__The request__. Can you put the data below into a two-column CSV with the headers "prompt" and "points", giving each line that begins "Mark the" its own row? Put that line in the first column and all the coordinates under it in the second, quoting each field and turning any line breaks into spaces.

__The data__.
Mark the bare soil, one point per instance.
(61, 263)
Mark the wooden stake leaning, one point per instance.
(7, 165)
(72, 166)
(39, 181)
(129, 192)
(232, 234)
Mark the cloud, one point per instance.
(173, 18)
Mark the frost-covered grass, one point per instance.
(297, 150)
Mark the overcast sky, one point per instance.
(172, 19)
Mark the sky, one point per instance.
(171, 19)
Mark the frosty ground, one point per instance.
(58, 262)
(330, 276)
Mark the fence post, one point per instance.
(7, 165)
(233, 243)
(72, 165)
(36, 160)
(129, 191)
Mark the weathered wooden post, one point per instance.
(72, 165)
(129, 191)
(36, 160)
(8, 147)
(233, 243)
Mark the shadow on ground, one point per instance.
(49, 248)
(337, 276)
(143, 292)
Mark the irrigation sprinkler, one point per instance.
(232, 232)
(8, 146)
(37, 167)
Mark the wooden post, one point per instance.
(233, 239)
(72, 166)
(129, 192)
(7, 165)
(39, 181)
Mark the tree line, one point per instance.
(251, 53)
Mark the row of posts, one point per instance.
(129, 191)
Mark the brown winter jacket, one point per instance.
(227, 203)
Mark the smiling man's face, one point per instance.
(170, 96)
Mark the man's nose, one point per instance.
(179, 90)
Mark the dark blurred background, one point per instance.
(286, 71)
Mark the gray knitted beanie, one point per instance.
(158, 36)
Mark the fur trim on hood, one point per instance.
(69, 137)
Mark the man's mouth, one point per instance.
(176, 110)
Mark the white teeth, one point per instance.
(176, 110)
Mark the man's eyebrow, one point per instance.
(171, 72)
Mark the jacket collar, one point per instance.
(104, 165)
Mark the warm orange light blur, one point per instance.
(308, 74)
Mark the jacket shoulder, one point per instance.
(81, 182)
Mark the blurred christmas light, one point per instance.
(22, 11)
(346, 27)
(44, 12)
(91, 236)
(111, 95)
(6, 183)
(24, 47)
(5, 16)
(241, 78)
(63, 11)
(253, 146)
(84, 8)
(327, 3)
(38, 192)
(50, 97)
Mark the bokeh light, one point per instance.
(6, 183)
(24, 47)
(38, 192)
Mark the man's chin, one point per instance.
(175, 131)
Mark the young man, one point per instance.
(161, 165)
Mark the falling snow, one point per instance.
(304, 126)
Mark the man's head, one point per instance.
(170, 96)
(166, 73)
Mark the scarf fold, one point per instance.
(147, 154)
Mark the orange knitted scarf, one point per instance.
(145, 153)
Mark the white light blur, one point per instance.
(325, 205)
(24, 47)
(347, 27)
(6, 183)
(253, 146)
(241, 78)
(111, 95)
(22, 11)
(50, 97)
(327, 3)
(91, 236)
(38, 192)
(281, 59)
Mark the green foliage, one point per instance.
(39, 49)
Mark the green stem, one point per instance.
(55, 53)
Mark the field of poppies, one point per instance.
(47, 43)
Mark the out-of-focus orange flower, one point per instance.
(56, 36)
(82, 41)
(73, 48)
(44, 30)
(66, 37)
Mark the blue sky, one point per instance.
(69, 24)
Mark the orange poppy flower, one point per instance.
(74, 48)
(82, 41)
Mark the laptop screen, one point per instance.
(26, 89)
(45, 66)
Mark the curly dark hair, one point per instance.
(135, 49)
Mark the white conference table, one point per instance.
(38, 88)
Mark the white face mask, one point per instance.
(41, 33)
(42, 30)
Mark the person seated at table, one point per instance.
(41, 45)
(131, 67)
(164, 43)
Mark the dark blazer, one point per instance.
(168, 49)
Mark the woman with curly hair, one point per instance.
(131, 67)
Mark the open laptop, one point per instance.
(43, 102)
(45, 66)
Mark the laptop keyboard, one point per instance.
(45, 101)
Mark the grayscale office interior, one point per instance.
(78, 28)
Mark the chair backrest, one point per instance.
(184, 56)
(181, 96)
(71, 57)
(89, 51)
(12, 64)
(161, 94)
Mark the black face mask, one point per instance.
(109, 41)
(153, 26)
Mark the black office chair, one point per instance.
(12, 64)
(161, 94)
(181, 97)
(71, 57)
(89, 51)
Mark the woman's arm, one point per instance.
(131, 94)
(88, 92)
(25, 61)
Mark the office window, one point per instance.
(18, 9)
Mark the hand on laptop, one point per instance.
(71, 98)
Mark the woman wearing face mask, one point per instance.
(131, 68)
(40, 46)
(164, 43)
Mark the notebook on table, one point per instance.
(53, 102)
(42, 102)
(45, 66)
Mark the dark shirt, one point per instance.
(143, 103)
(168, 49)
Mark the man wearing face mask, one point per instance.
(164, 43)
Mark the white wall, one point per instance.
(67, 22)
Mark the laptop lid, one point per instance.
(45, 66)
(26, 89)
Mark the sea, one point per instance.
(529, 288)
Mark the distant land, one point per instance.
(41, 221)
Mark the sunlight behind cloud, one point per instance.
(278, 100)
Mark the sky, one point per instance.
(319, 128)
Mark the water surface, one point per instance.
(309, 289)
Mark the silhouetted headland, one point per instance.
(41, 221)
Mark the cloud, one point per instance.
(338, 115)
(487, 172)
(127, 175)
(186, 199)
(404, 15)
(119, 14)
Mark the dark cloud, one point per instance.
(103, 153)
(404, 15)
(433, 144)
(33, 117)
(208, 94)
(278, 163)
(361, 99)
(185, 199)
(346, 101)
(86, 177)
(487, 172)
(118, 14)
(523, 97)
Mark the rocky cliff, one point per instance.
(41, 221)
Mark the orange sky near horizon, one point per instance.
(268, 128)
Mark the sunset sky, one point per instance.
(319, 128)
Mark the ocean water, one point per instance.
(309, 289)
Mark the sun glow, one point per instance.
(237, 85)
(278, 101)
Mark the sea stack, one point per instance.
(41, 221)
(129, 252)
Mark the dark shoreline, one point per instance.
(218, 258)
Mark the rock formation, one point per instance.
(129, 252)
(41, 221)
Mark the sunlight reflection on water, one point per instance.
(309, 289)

__Answer to the exercise__.
prompt,points
"Mark the bare soil, one point per instance.","(61, 263)"
"Mark the wooden stake leaning, one point per instance.","(7, 165) (72, 166) (39, 181) (129, 192) (232, 234)"
"Mark the cloud, one point per instance.","(173, 18)"
"Mark the frost-covered grass, one point per instance.","(297, 150)"
"Mark the overcast sky, one point per instance.","(172, 19)"
"Mark the sky, one point per instance.","(171, 19)"
"Mark the frosty ground, one point per instance.","(58, 262) (330, 276)"
"Mark the fence post, one point per instance.","(7, 165) (233, 243) (72, 165) (36, 160) (129, 191)"
"Mark the weathered wooden post, one point per instance.","(72, 165) (129, 191) (36, 160) (8, 147) (233, 243)"
"Mark the shadow on ground, one point per instance.","(49, 248) (337, 276) (143, 292)"
"Mark the irrigation sprinkler, one point per instance.","(232, 232) (8, 146) (37, 167)"
"Mark the wooden post, one point per instance.","(233, 239) (72, 166) (129, 192) (7, 165) (39, 181)"
"Mark the tree line, one point per instance.","(251, 53)"
"Mark the row of posts, one point per instance.","(129, 191)"
"Mark the brown winter jacket, one point per instance.","(227, 203)"
"Mark the smiling man's face, one point per instance.","(170, 96)"
"Mark the man's nose, one point per instance.","(179, 90)"
"Mark the dark blurred background, one point per instance.","(286, 71)"
"Mark the gray knitted beanie, one point per instance.","(158, 36)"
"Mark the fur trim on hood, one point per instance.","(69, 137)"
"Mark the man's mouth, one point per instance.","(176, 110)"
"Mark the white teeth, one point per instance.","(176, 110)"
"Mark the man's eyebrow, one point per instance.","(171, 72)"
"Mark the jacket collar, one point per instance.","(104, 165)"
"Mark the warm orange light blur, one point per instance.","(308, 74)"
"Mark the jacket shoulder, one point per instance.","(81, 182)"
"Mark the blurred christmas light, one point per instance.","(22, 11) (346, 27) (44, 12) (91, 236) (111, 95) (6, 183) (24, 47) (5, 16) (241, 78) (63, 11) (253, 146) (84, 8) (327, 3) (38, 192) (50, 97)"
"Mark the bokeh light, one point per instance.","(6, 183) (24, 47) (38, 192)"
"Mark the man's chin, one point per instance.","(175, 131)"
"Mark the young man, one point per instance.","(161, 165)"
"Mark the falling snow, one point per instance.","(304, 126)"
"Mark the man's head, one point per instance.","(170, 96) (166, 73)"
"Mark the scarf fold, one point per instance.","(147, 154)"
"Mark the orange knitted scarf, one point per instance.","(145, 153)"
"Mark the white light blur, one point per instance.","(325, 205) (24, 47) (347, 27) (6, 183) (253, 146) (241, 78) (111, 95) (22, 11) (50, 97) (327, 3) (91, 236) (38, 192) (281, 59)"
"Mark the green foliage, one point per instance.","(39, 49)"
"Mark the green stem, one point per instance.","(55, 53)"
"Mark the field of poppies, one point per instance.","(47, 43)"
"Mark the out-of-focus orange flower, one point per instance.","(56, 36) (82, 41) (73, 48) (44, 30) (66, 37)"
"Mark the blue sky, one point per instance.","(69, 24)"
"Mark the orange poppy flower, one point per instance.","(74, 48) (82, 41)"
"Mark the laptop screen, one point per instance.","(26, 89) (45, 66)"
"Mark the curly dark hair, one point per instance.","(135, 49)"
"Mark the white conference table, one point per instance.","(38, 88)"
"Mark the white face mask, one point per instance.","(41, 33) (42, 30)"
"Mark the person seated at table, one point per instance.","(41, 45) (131, 67) (164, 43)"
"Mark the dark blazer, one point per instance.","(168, 49)"
"Mark the woman with curly hair, one point per instance.","(131, 67)"
"Mark the open laptop, one point per instance.","(43, 102) (45, 66)"
"Mark the laptop keyboard, one point per instance.","(45, 101)"
"Mark the grayscale office interior, one point per instance.","(78, 28)"
"Mark the chair backrest, one point per instance.","(184, 56) (181, 96) (71, 57) (89, 51) (12, 64) (161, 94)"
"Mark the black face mask, one point per instance.","(109, 41) (153, 26)"
"Mark the black office chair, one point per instance.","(12, 64) (161, 94) (181, 97) (71, 57) (89, 51)"
"Mark the woman's arm, one point per instance.","(131, 94) (88, 92) (25, 61)"
"Mark the office window, one point per instance.","(18, 9)"
"Mark the hand on laptop, one point per instance.","(71, 98)"
"Mark the woman wearing face mask, one point per instance.","(131, 68) (40, 46) (164, 43)"
"Mark the notebook on table, one point per instance.","(53, 102) (42, 102) (45, 66)"
"Mark the dark shirt, one point per instance.","(143, 103) (168, 49)"
"Mark the man wearing face mask, one point per instance.","(164, 43)"
"Mark the white wall, one point per instance.","(67, 22)"
"Mark the laptop lid, one point per instance.","(45, 66) (26, 89)"
"Mark the sea, one point per instance.","(529, 288)"
"Mark the distant land, one point per instance.","(41, 221)"
"Mark the sunlight behind cloud, one point per instance.","(278, 100)"
"Mark the sky, one point per instance.","(319, 128)"
"Mark the water surface, one point per instance.","(309, 289)"
"Mark the silhouetted headland, one point per instance.","(41, 221)"
"Mark the cloud, one point per instance.","(338, 115) (487, 172) (127, 175) (186, 199) (404, 15) (119, 14)"
"Mark the dark cloud, one point per instance.","(103, 153) (404, 15) (433, 144) (33, 117) (208, 94) (278, 163) (361, 99) (185, 199) (346, 101) (86, 177) (487, 172) (118, 14) (523, 97)"
"Mark the rocky cliff, one point per instance.","(41, 221)"
"Mark the orange sky near horizon, one point per instance.","(268, 128)"
"Mark the sunset sky, one point per instance.","(319, 128)"
"Mark the ocean water, one point per instance.","(309, 289)"
"Mark the sun glow, one point per instance.","(237, 85) (278, 101)"
"Mark the sea stack, one point per instance.","(41, 221) (129, 252)"
"Mark the dark shoreline, one point per instance.","(218, 258)"
"Mark the rock formation, one point per instance.","(129, 252) (41, 221)"
"Mark the sunlight reflection on water, one point per instance.","(309, 289)"